• _Problem to work on_: Your copy should match the records below exactly, except for the pictures.

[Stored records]
- Opening Delimiter -

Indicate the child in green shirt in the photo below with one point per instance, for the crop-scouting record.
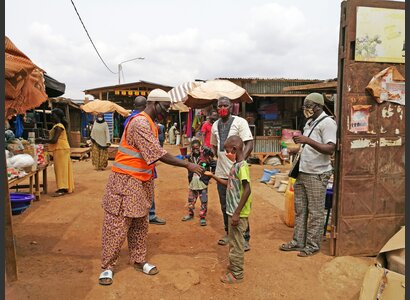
(238, 207)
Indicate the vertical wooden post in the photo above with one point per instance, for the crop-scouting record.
(11, 260)
(67, 116)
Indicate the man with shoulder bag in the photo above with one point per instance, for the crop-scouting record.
(312, 170)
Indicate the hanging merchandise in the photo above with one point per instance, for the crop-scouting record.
(18, 127)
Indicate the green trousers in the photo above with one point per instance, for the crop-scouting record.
(236, 250)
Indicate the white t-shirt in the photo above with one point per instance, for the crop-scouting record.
(240, 128)
(311, 160)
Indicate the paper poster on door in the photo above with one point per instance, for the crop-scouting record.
(359, 118)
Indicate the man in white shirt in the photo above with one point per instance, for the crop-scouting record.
(315, 170)
(226, 126)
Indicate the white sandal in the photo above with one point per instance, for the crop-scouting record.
(148, 269)
(107, 274)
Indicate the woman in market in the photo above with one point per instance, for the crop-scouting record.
(58, 144)
(100, 136)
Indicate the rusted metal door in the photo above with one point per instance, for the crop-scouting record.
(369, 191)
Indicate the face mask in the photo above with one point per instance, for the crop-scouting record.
(231, 156)
(223, 112)
(308, 113)
(162, 114)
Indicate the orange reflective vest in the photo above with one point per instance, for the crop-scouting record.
(129, 160)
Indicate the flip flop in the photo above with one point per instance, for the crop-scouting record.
(105, 277)
(289, 247)
(223, 241)
(230, 278)
(306, 253)
(58, 194)
(147, 269)
(187, 218)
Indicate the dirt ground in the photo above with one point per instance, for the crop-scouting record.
(58, 244)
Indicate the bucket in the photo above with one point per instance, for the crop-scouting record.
(20, 202)
(183, 151)
(75, 141)
(267, 174)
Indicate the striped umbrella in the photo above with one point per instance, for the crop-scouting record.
(180, 93)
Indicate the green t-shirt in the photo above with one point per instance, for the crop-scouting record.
(234, 190)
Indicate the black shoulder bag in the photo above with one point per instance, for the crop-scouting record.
(294, 171)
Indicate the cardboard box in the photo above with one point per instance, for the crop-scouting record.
(383, 280)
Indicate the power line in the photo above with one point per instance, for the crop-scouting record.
(91, 39)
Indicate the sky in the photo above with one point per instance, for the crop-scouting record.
(180, 40)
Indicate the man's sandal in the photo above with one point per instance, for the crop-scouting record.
(146, 268)
(223, 241)
(105, 277)
(289, 247)
(230, 278)
(306, 253)
(187, 218)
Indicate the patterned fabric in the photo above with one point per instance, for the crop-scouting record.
(240, 128)
(196, 183)
(125, 193)
(116, 228)
(24, 81)
(99, 157)
(234, 190)
(223, 131)
(206, 131)
(193, 195)
(310, 195)
(236, 249)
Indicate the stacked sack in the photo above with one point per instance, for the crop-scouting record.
(42, 157)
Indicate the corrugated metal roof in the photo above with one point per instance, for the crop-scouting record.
(271, 79)
(270, 85)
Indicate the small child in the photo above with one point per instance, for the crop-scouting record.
(198, 186)
(238, 207)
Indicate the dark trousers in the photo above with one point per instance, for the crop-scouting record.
(222, 199)
(152, 210)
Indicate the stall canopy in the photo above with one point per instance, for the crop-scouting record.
(54, 88)
(24, 81)
(208, 93)
(104, 106)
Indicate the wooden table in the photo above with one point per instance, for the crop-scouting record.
(34, 181)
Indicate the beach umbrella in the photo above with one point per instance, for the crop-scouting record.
(207, 93)
(103, 106)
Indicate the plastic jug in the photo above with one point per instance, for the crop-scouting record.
(284, 151)
(289, 214)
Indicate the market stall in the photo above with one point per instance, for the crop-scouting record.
(25, 90)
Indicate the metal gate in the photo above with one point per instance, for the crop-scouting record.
(370, 179)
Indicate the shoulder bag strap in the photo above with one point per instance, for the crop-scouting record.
(320, 120)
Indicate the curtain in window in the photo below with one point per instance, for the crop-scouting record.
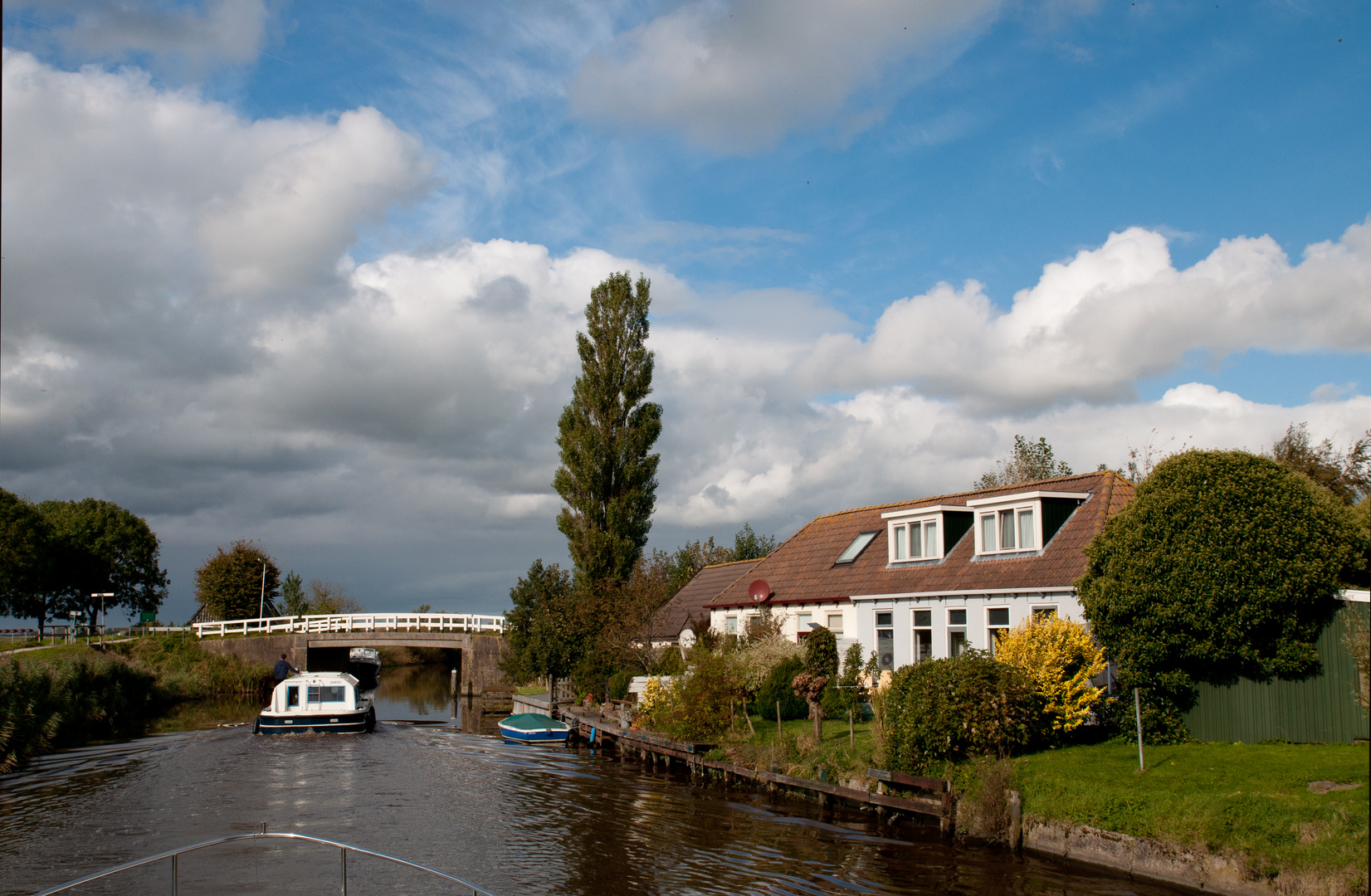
(1026, 529)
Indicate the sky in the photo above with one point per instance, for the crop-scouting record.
(310, 273)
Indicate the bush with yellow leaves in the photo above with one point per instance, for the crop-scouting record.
(1060, 656)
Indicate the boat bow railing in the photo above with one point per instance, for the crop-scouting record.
(264, 835)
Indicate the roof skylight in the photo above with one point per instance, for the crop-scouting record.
(856, 547)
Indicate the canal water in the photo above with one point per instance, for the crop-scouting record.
(508, 817)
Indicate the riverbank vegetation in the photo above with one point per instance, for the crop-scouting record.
(67, 696)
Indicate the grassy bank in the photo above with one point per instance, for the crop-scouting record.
(1249, 801)
(75, 695)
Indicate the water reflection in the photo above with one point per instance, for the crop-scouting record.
(510, 817)
(420, 694)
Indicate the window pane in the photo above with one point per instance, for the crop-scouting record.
(856, 547)
(923, 645)
(886, 648)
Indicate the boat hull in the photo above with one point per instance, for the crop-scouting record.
(536, 736)
(358, 723)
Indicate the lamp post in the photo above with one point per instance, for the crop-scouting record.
(262, 601)
(102, 597)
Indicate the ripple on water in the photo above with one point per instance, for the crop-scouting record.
(509, 817)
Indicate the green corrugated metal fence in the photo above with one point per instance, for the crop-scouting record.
(1320, 710)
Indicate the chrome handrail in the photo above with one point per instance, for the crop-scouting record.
(260, 835)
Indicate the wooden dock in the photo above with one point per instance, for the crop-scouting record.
(601, 732)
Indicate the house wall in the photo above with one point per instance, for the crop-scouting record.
(790, 618)
(1020, 607)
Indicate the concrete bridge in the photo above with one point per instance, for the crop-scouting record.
(477, 660)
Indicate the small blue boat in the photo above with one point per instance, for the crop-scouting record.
(531, 728)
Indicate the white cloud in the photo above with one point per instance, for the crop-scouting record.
(735, 75)
(187, 35)
(1097, 324)
(184, 334)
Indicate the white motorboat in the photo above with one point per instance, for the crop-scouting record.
(319, 702)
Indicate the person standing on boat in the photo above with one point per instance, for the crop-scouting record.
(284, 669)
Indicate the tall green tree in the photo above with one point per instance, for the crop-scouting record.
(749, 546)
(1225, 565)
(25, 559)
(231, 584)
(1028, 462)
(607, 433)
(1347, 475)
(547, 628)
(98, 547)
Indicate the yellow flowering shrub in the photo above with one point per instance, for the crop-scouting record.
(1060, 656)
(653, 695)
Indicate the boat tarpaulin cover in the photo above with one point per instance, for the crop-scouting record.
(532, 723)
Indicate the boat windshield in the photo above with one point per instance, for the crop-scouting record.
(328, 694)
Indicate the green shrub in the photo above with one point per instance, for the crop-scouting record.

- Closing Delimiter -

• _Answer to the problem_:
Indicate the child in green shirt in the photo below with one point per instance, for the crop-scouting record.
(238, 207)
Indicate the vertical wooden post in the photo above with one point per instance, for the crop-scouting record.
(11, 260)
(67, 116)
Indicate the man with shoulder bag in the photo above with one point per instance, for the crop-scouting record.
(312, 170)
Indicate the hanging merchandise in the photo above with one point per instance, for the crop-scouting record.
(18, 127)
Indicate the green trousers in the photo above with one point per instance, for the crop-scouting record.
(236, 250)
Indicate the white t-shirt in the photo above with one point per instance, for the crop-scouting record.
(240, 128)
(311, 160)
Indicate the paper poster on door in the photo above with one point per instance, for the crop-scouting record.
(359, 118)
Indicate the man in white shirt in the photo above with one point per instance, for the crop-scouting record.
(315, 170)
(226, 126)
Indicate the white sandal in the photo above with one point per instance, for the crop-scouting record.
(148, 269)
(107, 274)
Indicate the woman in market in the photo above with one point per instance, for the crop-scouting record.
(58, 144)
(100, 136)
Indicate the rusted metal door in the photo above with one point per instance, for the crop-scouting record.
(369, 191)
Indicate the face mask in the photo above with one point per instance, for the crop-scouting record.
(231, 156)
(223, 112)
(308, 113)
(162, 114)
Indicate the orange reflective vest in the photo above with one point per instance, for the crop-scouting record.
(129, 160)
Indicate the flip flop in the photo above with one point per instance, for the crop-scouting record.
(105, 277)
(289, 247)
(223, 241)
(230, 278)
(306, 253)
(58, 194)
(147, 269)
(187, 218)
Indicate the dirt ground in the photo above with one point per instance, for the crop-scouting record.
(58, 244)
Indicate the bucket in the photo above with one point per instance, for the crop-scouting record.
(20, 202)
(183, 151)
(75, 141)
(267, 174)
Indicate the striped umbrella in the photo above with one point per instance, for the crop-scouting record.
(180, 93)
Indicate the green t-shirt in the photo above with one point per instance, for the crop-scouting record.
(234, 190)
Indicate the black shoulder bag in the photo above with one point per instance, for the crop-scouting record.
(294, 171)
Indicate the cardboard box in the photo above with one point per instance, for the crop-scouting record.
(383, 280)
Indicate the power line in the photo above with one point per instance, for the crop-scouting record.
(91, 39)
Indicate the sky in the photo above with one point per instance, for the crop-scouting record.
(180, 40)
Indicate the man's sandal in the photo above with one point per instance, for the crop-scouting record.
(146, 268)
(223, 241)
(105, 277)
(289, 247)
(230, 278)
(306, 253)
(187, 218)
Indicate the patterned fabric in the photo above with one point per instance, for the crop-scouting record.
(240, 128)
(196, 183)
(125, 193)
(116, 228)
(24, 81)
(99, 157)
(234, 190)
(223, 131)
(206, 131)
(193, 195)
(310, 195)
(236, 249)
Indicate the stacked sack in the photo above with one point per instance, for the crop-scouting record.
(42, 157)
Indicate the corrugated metal roof in the photo above with one point per instance, for the crop-scouting record.
(271, 79)
(270, 85)
Indicate the small child in the photo above with one point per instance, for the crop-scouting record.
(198, 186)
(238, 207)
Indicate the dark trousers in the photo above with one point per instance, for the crop-scouting record.
(222, 199)
(152, 210)
Indicate the stall canopy in the photo above with one point per instance, for the crop-scouting record.
(54, 88)
(24, 81)
(208, 93)
(104, 106)
Indicate the wooden table in the photo above with one point per instance, for the crop-scouting record.
(34, 181)
Indicate the beach umbrella in the photo above with one point per instance, for the crop-scouting record.
(207, 93)
(103, 106)
Indicate the plastic jug in the photo above with one point per instance, for the crop-scouting record.
(284, 151)
(289, 214)
Indicate the market stall in the photo above with one point per instance, for the crop-scouting record.
(25, 90)
Indicate the metal gate in the photo above with one point per instance, for the crop-scouting record.
(370, 179)
Indicate the shoulder bag strap in the photo above with one point per instance, for the crop-scouting record.
(320, 120)
Indicate the curtain in window in the photo below with one point per instance, for the crop-scouting record.
(1026, 529)
Indicate the sky in the photo above with one point per instance, for the crop-scouting record.
(310, 273)
Indicate the bush with yellow leaves in the photo above with one point per instance, for the crop-scouting record.
(1060, 656)
Indicate the boat bow railing in the photo above with one point per instance, for the crop-scouting record.
(264, 835)
Indicate the roof skylight in the photo above with one point per instance, for the crop-scouting record.
(856, 547)
Indicate the canal water in the photo above with one point per instance, for the crop-scouting record.
(508, 817)
Indicate the riverbank vegetation in the photo above with one point per instance, for the crop-scouting record.
(67, 696)
Indicate the grassy bank in the photo above with one point per instance, for the crop-scouting record.
(1249, 801)
(75, 695)
Indicate the water reflection in the photo above with one point per instance, for the crop-scouting record.
(510, 817)
(420, 694)
Indicate the window pane in the photo above with one point per instance, for the crop-scouting record.
(856, 547)
(923, 645)
(886, 648)
Indicate the boat hull in the photo above with one point per instance, for the crop-scouting record.
(536, 736)
(358, 723)
Indicate the lamp post in the photo above with one point per instance, for the crop-scouting record.
(262, 601)
(102, 597)
Indicate the ripple on water in the photo above with one point per instance, for the crop-scouting record.
(509, 817)
Indicate the green corrugated metal fence in the photo above with one point per instance, for the crop-scouting record.
(1320, 710)
Indicate the chrome handrail in the photo above with one point per instance, for the crop-scouting record.
(260, 835)
Indicate the wooden dock in the photo above with one point per instance, for the crop-scouting record.
(601, 732)
Indicate the house wall in the photo above with one point per instance, for the crop-scouting record.
(790, 618)
(1020, 607)
Indicate the concrete bridge in the photo above with one point per instance, for the crop-scouting record.
(477, 660)
Indicate the small blue boat in the photo above with one point per instance, for the crop-scouting record.
(531, 728)
Indicate the white cloud in the photo above with one point per instance, for the crop-scouting record.
(735, 75)
(187, 35)
(1097, 324)
(184, 334)
Indicate the white motorboat in the photo above with one point per instance, for the crop-scouting record.
(319, 702)
Indicate the person standing on boat in the photo above with one point per instance, for the crop-scouting record.
(284, 669)
Indicate the tall green tree in the photo above with one point per instance, for the crop-scouting record.
(749, 546)
(1225, 565)
(25, 559)
(231, 584)
(1028, 462)
(607, 433)
(1347, 475)
(547, 628)
(98, 547)
Indicate the yellow flowering shrub in the photo above with one point per instance, for the crop-scouting record.
(1060, 656)
(653, 695)
Indicate the boat tarpaulin cover in the photo above with one point per instance, for the crop-scouting record.
(532, 723)
Indicate the boat windshield in the photo above with one point per instance, for the crop-scouting record.
(328, 694)
Indicate the green shrub in the photo above with one point per instance, for the crop-scouting record.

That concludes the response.